Pointing dataset excerpts:
— BEGIN —

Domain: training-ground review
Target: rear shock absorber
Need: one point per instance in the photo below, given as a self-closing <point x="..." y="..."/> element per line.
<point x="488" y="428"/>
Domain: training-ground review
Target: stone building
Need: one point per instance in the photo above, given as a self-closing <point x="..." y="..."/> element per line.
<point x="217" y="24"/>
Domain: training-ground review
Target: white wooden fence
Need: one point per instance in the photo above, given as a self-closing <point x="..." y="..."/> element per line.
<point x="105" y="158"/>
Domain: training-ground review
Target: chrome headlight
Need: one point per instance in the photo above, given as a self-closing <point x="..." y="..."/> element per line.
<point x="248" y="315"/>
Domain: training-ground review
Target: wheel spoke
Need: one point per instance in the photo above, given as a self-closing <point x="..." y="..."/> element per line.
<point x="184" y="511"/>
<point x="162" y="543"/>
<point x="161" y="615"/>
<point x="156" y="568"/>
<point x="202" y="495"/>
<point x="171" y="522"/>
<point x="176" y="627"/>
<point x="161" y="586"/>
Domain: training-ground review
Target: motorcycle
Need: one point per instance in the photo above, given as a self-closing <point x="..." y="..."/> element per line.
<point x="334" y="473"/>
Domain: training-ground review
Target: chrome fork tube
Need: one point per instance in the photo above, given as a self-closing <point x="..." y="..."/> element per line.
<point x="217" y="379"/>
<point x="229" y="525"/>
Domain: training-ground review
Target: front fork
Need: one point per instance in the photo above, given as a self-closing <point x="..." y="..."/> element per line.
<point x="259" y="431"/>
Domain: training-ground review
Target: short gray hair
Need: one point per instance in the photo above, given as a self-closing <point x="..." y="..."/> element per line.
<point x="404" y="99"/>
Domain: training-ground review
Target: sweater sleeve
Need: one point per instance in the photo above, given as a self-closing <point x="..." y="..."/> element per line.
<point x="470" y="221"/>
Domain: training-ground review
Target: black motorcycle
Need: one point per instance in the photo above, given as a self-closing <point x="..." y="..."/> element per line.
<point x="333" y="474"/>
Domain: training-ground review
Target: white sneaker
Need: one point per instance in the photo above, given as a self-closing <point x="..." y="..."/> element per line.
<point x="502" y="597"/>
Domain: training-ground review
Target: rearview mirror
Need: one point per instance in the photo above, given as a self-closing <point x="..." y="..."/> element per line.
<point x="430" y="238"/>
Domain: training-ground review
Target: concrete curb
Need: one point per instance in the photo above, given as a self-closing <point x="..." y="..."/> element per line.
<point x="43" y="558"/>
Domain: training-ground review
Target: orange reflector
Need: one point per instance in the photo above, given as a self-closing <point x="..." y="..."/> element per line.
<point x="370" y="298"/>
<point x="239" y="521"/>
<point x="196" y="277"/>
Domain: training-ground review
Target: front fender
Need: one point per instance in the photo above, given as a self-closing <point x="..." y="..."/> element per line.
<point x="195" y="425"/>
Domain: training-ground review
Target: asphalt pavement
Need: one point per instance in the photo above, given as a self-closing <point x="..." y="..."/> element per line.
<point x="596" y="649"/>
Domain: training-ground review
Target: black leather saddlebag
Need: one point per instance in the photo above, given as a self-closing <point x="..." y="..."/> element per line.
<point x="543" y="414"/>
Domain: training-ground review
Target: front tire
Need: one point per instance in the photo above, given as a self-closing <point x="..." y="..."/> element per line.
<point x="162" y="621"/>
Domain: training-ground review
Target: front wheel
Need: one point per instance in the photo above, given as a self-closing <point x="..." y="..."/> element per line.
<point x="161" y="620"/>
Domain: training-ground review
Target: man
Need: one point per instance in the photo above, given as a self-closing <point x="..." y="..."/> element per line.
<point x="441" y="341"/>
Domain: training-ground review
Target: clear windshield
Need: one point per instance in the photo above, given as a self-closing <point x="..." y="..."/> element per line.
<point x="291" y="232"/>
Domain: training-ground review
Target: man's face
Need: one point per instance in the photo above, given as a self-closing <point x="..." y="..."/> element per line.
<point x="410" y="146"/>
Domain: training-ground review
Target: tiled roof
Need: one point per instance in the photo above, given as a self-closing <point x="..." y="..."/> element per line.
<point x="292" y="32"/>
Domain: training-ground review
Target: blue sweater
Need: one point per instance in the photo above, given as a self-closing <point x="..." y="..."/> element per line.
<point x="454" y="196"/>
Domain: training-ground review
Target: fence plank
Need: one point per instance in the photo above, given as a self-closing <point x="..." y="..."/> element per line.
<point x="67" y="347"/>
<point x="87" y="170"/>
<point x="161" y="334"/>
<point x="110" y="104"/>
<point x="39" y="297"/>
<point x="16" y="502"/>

— END —

Written instruction:
Write out all of the records once more, exactly.

Right answer:
Domain: training-ground review
Target: rear shock absorber
Need: one point per instance in the photo below, given as a self-closing <point x="..." y="..."/> element per line.
<point x="488" y="428"/>
Domain: training-ground review
Target: stone building
Need: one point per instance in the photo above, given as a self-closing <point x="..." y="..."/> element per line.
<point x="217" y="24"/>
Domain: training-ground review
Target: white wooden fence
Need: one point per instance in the photo above, given as a self-closing <point x="..." y="..."/> element per line.
<point x="105" y="158"/>
Domain: training-ground review
Target: chrome headlight
Need: one point per instance in the photo above, given as a self-closing <point x="..." y="..."/> element per line.
<point x="248" y="315"/>
Domain: training-ground review
Target: wheel spoke
Need: one point per instance in the photo above, given as a self-closing <point x="..." y="..."/> element per line.
<point x="184" y="511"/>
<point x="162" y="543"/>
<point x="161" y="615"/>
<point x="156" y="568"/>
<point x="202" y="495"/>
<point x="171" y="522"/>
<point x="176" y="627"/>
<point x="161" y="586"/>
Domain: training-ground review
Target: motorcycle
Need: one point per instance in the photo above, given as a self-closing <point x="..." y="..."/> element per line.
<point x="334" y="473"/>
Domain: training-ground review
Target: chrome fork tube
Need: one point per instance in the photo above, given as a self-closing <point x="..." y="..."/> element per line.
<point x="217" y="379"/>
<point x="229" y="525"/>
Domain: training-ground review
Target: front fork
Need: one point per instance in the photo above, given as a self-closing <point x="..." y="..."/> element per line.
<point x="259" y="431"/>
Domain: training-ground review
Target: short gray hair
Need: one point per instance in the photo above, given as a self-closing <point x="..." y="..."/> element per line.
<point x="404" y="99"/>
Domain: training-ground review
Target: sweater sleeve
Need: one point per instance in the photo above, given as a self-closing <point x="..." y="..."/> element per line.
<point x="470" y="221"/>
Domain: training-ground review
Target: black motorcycle
Need: one point per instance in the photo above, given as a self-closing <point x="..." y="..."/> element per line.
<point x="333" y="474"/>
Domain: training-ground review
Target: white sneaker
Need: one point per instance in the photo above, given as a self-closing <point x="..." y="..."/> element per line.
<point x="502" y="597"/>
Domain: training-ground review
Target: rearview mirror
Need: one point per instance in the photo above, given as a self-closing <point x="..." y="..."/> element per line.
<point x="430" y="238"/>
Domain: training-ground review
Target: concrete curb
Need: one point per instance in the photo above, given as a self-closing <point x="..." y="..."/> element per line.
<point x="43" y="558"/>
Domain: training-ground review
Target: orange reflector
Need: one point per instance in the photo above, given as a self-closing <point x="..." y="..."/> element per line.
<point x="370" y="298"/>
<point x="239" y="521"/>
<point x="196" y="277"/>
Domain: training-ground review
Target: front fender
Need: one point per instance in the photo above, given as a self-closing <point x="..." y="..."/> element per line.
<point x="195" y="425"/>
Domain: training-ground review
Target: asphalt pavement
Need: one point per instance in the photo above, given as a self-closing <point x="..." y="..."/> element per line.
<point x="596" y="649"/>
Domain: training-ground review
Target: black leather saddlebag
Need: one point per instance in the photo above, given as a self-closing <point x="..." y="..."/> element per line.
<point x="543" y="414"/>
Domain: training-ground review
Target: front tire
Need: one point per instance in the photo above, given as a self-closing <point x="..." y="..."/> element per line.
<point x="162" y="621"/>
Domain: training-ground review
Target: front wheel
Need: one point per instance in the photo above, given as a self-closing <point x="..." y="..."/> element per line.
<point x="161" y="620"/>
Domain: training-ground review
Target: man
Need: one point per instance in the photo above, given as a self-closing <point x="..." y="..."/> element per line.
<point x="441" y="341"/>
Domain: training-ground review
Target: clear windshield
Need: one point per instance in the photo above, given as a self-closing <point x="..." y="..."/> element per line.
<point x="291" y="232"/>
Domain: training-ground review
Target: man's face
Need: one point per instance in the photo above, given as a self-closing <point x="..." y="..."/> element per line.
<point x="410" y="146"/>
Domain: training-ground review
Target: tiled roof
Need: one point per instance in the photo above, given as a self-closing <point x="..." y="..."/> element per line.
<point x="292" y="32"/>
Domain: training-ground review
Target: blue sweater
Need: one point per instance in the photo above, given as a self-closing <point x="..." y="..."/> element per line.
<point x="454" y="196"/>
Domain: training-ground review
Target: fence plank
Need: one point per instance in the photo above, given as a self-closing <point x="..." y="..."/> element per line.
<point x="67" y="347"/>
<point x="87" y="170"/>
<point x="161" y="334"/>
<point x="110" y="104"/>
<point x="39" y="297"/>
<point x="16" y="502"/>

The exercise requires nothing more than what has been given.